- _What is expected_: Can you lay out the listing below as a Markdown table with the columns No. and Line, giving each non-blank line its own numbered row and leaving the pictures out?

- _Record excerpts_:
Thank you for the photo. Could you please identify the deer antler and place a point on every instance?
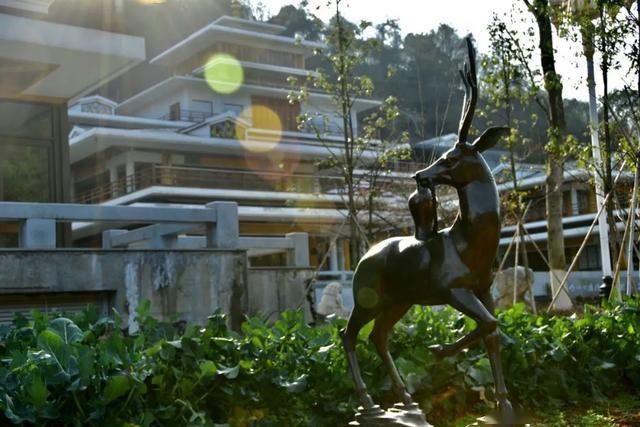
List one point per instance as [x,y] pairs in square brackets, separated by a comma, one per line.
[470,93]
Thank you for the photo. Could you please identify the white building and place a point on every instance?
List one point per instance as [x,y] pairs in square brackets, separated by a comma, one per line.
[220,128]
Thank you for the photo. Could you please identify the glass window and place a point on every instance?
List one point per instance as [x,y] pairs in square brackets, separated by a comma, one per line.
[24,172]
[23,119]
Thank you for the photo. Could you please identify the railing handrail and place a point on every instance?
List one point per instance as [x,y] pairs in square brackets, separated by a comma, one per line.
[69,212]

- _Answer_:
| No. | Line |
|---|---|
| 1 | Thank you for the photo. Could you please identify the deer antler and place a point on every instance? |
| 2 | List one point per instance as [x,y] pairs in square brackets, separated by a comma, one per line. |
| 3 | [470,93] |
| 4 | Thank you for the photo. Could you please identify the white building and place a point on every instance? |
| 5 | List one point per instance as [x,y] pairs in square brackets, separated by a comma, one per line. |
| 6 | [220,128] |
| 7 | Thank you for the photo. Could you please identify the glass window and place a point on every instance? |
| 8 | List one point per instance as [x,y] pairs in square brackets, separated by a comma, one per line. |
| 9 | [24,172] |
| 10 | [23,119] |
| 11 | Thank you for the photo. Could you please identify the railing handrail and place a point on every instance? |
| 12 | List one point per instance as [x,y] pairs in square brackets, separated by a comma, one per line. |
| 13 | [69,212] |